** WHAT THE EXERCISE ASKS **
In the data below, find each line containing the string "brown" and return it.

** Point localization data **
━━━━━━━━━━━━━━━━━━━━

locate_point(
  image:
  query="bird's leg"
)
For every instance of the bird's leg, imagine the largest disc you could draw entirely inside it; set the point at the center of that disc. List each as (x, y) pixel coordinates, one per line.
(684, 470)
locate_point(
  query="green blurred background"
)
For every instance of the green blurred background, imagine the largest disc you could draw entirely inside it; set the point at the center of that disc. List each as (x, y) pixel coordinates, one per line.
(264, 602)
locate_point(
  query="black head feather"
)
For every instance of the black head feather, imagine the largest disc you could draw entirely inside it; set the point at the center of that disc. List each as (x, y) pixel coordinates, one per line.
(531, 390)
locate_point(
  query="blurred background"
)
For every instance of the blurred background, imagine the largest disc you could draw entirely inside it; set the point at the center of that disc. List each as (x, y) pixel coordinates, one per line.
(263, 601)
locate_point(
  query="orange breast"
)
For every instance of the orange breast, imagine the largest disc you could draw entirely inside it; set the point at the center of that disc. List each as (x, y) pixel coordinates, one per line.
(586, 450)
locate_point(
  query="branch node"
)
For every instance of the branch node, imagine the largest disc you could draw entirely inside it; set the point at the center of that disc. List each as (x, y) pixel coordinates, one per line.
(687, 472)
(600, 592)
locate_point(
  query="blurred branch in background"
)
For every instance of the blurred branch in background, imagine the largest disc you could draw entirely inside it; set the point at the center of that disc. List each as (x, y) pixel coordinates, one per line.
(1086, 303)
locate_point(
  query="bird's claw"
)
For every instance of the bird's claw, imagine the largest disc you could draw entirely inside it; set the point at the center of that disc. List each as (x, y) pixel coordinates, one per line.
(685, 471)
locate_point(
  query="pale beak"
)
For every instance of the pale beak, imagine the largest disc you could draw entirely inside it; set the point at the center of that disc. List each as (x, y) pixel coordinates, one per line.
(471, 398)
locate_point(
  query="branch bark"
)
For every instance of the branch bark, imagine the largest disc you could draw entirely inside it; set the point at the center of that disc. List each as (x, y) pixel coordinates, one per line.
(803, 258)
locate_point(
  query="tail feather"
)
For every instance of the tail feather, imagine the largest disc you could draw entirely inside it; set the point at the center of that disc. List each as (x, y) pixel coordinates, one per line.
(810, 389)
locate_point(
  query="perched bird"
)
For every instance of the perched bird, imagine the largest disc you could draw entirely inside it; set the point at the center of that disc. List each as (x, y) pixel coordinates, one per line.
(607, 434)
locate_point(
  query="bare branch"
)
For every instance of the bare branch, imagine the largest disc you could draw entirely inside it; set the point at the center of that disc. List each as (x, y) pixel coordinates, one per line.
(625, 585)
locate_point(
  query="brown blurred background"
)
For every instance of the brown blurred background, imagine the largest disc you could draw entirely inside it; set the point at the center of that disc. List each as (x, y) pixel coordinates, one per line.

━━━━━━━━━━━━━━━━━━━━

** RESULT OF THE EXERCISE **
  query="brown blurred background"
For every instance of the brown blurred background, imagine the largest disc you could draw entirely inside it; set the point at the center of that disc. List each as (x, y) pixel coordinates, one per line.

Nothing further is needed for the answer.